[Start of Dataset excerpts]
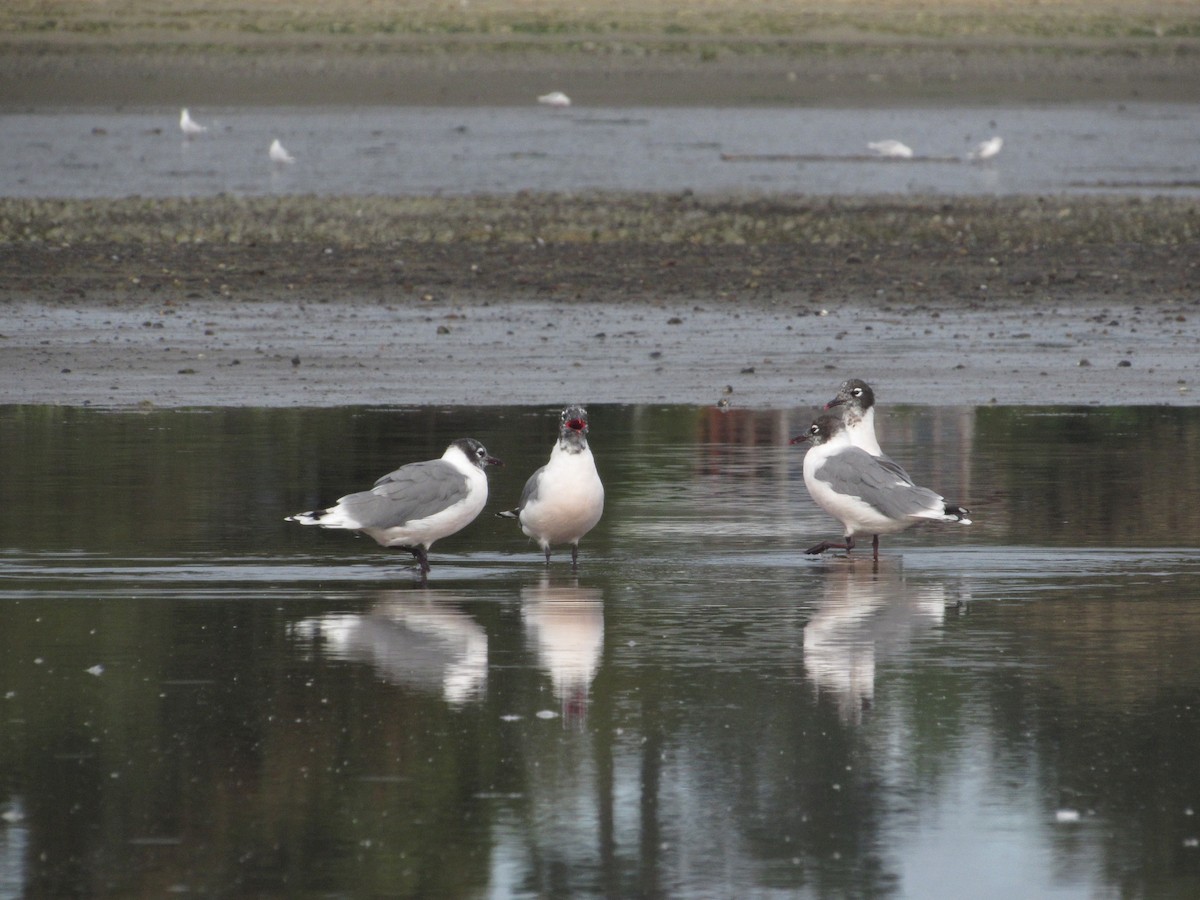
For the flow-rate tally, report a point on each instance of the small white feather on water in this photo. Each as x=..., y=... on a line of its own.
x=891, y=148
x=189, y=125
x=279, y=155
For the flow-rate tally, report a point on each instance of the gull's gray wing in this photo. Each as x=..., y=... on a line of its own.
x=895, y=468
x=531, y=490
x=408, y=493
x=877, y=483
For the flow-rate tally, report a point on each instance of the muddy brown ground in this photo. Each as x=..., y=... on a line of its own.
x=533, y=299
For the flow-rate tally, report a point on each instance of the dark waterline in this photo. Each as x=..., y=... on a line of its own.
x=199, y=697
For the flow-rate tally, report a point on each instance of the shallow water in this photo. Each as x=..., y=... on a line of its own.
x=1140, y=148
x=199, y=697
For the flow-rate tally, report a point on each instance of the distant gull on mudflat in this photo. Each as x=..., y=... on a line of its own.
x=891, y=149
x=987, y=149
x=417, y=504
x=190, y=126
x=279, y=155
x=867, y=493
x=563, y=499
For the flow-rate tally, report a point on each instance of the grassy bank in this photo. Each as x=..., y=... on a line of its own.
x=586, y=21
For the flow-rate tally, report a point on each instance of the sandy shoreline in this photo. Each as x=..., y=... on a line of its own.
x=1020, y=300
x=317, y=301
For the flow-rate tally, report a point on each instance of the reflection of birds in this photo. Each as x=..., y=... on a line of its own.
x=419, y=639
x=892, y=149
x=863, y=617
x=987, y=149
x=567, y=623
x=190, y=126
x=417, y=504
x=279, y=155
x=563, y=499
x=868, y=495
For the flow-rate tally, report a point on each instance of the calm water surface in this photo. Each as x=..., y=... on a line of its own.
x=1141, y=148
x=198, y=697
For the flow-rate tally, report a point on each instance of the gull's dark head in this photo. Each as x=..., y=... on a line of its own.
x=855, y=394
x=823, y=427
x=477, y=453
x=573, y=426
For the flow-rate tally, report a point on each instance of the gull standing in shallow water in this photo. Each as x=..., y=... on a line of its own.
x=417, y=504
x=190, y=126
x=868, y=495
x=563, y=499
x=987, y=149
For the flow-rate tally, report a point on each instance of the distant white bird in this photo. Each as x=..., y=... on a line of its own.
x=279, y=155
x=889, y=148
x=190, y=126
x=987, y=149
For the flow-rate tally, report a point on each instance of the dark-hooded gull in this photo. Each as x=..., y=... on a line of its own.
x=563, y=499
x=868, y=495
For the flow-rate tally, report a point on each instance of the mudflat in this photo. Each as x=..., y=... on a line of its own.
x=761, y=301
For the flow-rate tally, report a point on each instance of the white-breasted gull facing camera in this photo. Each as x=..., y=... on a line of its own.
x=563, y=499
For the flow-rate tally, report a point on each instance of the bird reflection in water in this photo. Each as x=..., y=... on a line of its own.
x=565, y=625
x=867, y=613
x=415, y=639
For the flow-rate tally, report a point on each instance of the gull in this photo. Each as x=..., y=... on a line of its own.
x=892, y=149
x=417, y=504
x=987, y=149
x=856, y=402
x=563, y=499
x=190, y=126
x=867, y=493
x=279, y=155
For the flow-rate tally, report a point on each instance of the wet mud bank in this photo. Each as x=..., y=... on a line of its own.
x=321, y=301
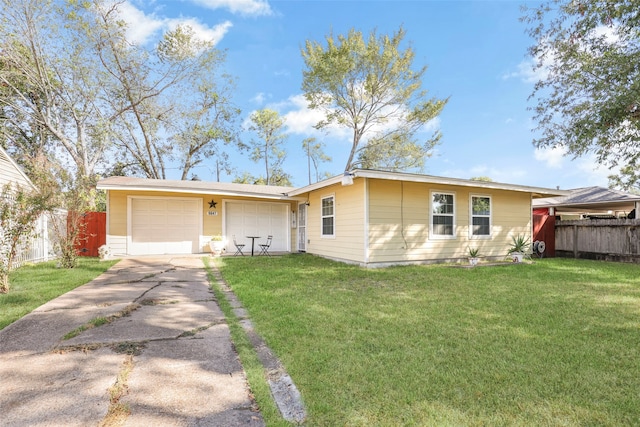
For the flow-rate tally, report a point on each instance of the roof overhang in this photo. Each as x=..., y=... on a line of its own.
[End of Dataset excerpts]
● **Work required**
Could you repeat every one of the entries above word for word, leaving the pictures out?

● **Task answer**
For the flow-rate tally, report a point on each instance of the small white feather on water in this photo. Each as x=..., y=... on a line of its own.
x=891, y=148
x=189, y=125
x=279, y=155
For the flow-rate tally, report a point on each instance of the gull's gray wing in this photo. Each as x=..., y=... on a line of its own.
x=895, y=468
x=531, y=490
x=408, y=493
x=877, y=483
For the flow-rate tally, report a point on each instance of the muddy brown ground in this photo. Each as x=..., y=... on a line of its own.
x=533, y=299
For the flow-rate tally, report a point on each instance of the dark waterline in this photo. Each as x=..., y=... on a line of its own.
x=199, y=697
For the flow-rate tally, report a point on each instance of the shallow water in this photo. Each as x=..., y=... on a line of its own.
x=1140, y=148
x=199, y=697
For the flow-rate tally, report a point on each instance of the distant gull on mudflat in this photo. Each as x=..., y=... on a line of its own.
x=891, y=149
x=987, y=149
x=417, y=504
x=190, y=126
x=279, y=155
x=867, y=493
x=563, y=499
For the flow-rate tally, report a point on each instance of the grassy bank in this photo. Each as x=..., y=... on a line of its own.
x=586, y=21
For the flow-rate tally, report a point on each instance of the sandy shoreline in this photo. Each as x=..., y=... on a line of its own.
x=1020, y=300
x=317, y=301
For the flow-rate tally, report a point on each instance of the reflection of birds in this photo. Each as x=..., y=... on a line of its own.
x=419, y=639
x=892, y=149
x=863, y=617
x=987, y=149
x=567, y=623
x=190, y=126
x=417, y=504
x=279, y=155
x=563, y=499
x=868, y=495
For the flow-rate tally, report a point on each instance of the calm water surface in this photo. Each as x=..., y=... on a line of its own.
x=1141, y=148
x=198, y=697
For the flow-rate tally, report a point on each instance of the gull's dark head in this photo. Each as x=..., y=... on a line of its own.
x=855, y=394
x=823, y=427
x=477, y=453
x=573, y=426
For the flow-rate tally, report a point on each instance of the gull standing in shallow water in this photo. Each as x=..., y=... on a line of its own.
x=417, y=504
x=190, y=126
x=868, y=495
x=563, y=499
x=987, y=149
For the flow-rate tally, report a point on each instance of the distant white bird in this photo. Each as x=..., y=... on a line of its own.
x=279, y=155
x=889, y=148
x=190, y=126
x=987, y=149
For the flow-rate tally, report a point on each instance of the dark-hooded gull in this photo. Each as x=..., y=... on a line of its own.
x=563, y=499
x=868, y=495
For the flow-rate tally, report a point on each instance of the mudflat in this photo. Each as x=..., y=... on a line of its own.
x=761, y=301
For the flow-rate tally, report a point on each instance of the white-breasted gull facing camera in this photo. Each as x=..., y=... on a line of its own.
x=563, y=499
For the flow-rate tally, report a point on each instance of the bird reflection in water in this photo. Each as x=..., y=... on a line of its own.
x=565, y=625
x=867, y=613
x=415, y=639
For the flow-rate tally, report a point on each instance of the gull in this photo. Each as x=..., y=... on a line of its own.
x=892, y=149
x=417, y=504
x=987, y=149
x=856, y=402
x=563, y=499
x=190, y=126
x=867, y=493
x=279, y=155
For the flow-rate tally, report a point on each instance of the wet mud bank in this photo. Each as x=..., y=... on a line of its own.
x=321, y=301
For the flow-rate tally, report a point on each instance of the roof overhang in this photo. Each as x=..., y=... on a line of its own.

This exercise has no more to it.